- [PROBLEM REQUIREMENTS]:
How many lines in the records contain the string "holding"? Reply with the number only.

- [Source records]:
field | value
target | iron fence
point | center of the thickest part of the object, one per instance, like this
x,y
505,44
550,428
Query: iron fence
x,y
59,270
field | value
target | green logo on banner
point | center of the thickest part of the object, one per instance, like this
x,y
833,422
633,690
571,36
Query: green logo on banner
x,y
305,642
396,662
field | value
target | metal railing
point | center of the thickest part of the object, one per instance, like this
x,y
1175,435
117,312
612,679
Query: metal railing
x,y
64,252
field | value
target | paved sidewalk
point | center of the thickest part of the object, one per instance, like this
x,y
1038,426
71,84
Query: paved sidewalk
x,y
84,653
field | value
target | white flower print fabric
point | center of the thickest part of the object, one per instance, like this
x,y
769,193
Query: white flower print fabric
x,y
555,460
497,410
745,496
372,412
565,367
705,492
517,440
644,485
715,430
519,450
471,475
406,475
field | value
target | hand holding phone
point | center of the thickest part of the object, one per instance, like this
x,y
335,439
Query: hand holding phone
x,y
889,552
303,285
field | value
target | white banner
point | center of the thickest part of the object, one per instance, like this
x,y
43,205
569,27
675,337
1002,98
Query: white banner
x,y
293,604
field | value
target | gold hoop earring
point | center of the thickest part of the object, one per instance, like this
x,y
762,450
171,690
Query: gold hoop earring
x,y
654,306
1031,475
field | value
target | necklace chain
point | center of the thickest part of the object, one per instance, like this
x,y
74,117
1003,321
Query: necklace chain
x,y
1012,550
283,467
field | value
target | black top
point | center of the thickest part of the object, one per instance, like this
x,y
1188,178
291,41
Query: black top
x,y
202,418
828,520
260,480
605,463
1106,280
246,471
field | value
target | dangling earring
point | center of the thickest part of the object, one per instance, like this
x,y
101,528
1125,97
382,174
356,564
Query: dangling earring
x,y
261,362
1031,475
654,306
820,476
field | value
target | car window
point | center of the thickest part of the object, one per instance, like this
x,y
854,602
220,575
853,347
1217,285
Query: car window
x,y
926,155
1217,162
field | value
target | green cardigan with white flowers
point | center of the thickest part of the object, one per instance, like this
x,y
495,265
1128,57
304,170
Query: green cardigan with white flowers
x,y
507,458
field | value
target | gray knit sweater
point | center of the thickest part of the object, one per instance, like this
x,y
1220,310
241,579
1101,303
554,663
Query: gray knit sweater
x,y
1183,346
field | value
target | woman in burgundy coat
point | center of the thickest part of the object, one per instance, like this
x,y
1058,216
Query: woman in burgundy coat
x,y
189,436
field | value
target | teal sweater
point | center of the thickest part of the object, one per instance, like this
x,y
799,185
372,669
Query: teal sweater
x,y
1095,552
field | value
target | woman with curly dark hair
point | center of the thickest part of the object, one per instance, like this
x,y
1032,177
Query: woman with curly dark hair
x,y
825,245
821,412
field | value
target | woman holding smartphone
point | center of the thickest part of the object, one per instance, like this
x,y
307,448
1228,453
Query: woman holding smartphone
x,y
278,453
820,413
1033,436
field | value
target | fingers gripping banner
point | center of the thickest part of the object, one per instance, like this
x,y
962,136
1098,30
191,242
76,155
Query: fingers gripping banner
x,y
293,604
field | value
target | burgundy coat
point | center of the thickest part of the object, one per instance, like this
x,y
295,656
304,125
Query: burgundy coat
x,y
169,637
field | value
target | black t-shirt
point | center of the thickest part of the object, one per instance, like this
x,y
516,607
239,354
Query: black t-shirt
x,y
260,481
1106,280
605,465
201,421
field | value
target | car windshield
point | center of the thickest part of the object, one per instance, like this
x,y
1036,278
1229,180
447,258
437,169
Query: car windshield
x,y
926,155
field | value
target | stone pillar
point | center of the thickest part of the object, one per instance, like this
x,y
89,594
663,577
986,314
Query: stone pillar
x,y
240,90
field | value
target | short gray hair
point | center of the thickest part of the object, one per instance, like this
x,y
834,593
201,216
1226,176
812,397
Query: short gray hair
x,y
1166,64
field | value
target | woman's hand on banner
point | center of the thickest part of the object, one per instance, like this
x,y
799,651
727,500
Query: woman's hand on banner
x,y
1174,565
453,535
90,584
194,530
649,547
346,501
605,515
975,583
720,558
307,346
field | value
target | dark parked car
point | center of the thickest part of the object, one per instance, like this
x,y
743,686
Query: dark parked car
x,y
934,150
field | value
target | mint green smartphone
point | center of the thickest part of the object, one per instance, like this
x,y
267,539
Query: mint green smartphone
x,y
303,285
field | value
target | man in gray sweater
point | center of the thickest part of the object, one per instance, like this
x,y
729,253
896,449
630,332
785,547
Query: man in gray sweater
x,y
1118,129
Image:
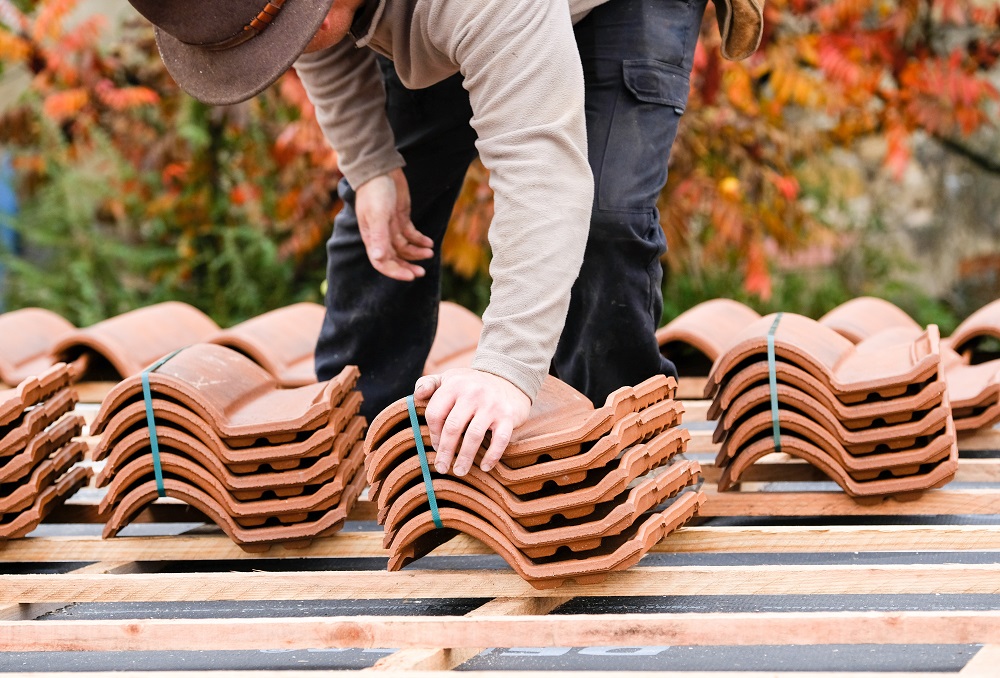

- [WRITTEN SOLUTION]:
4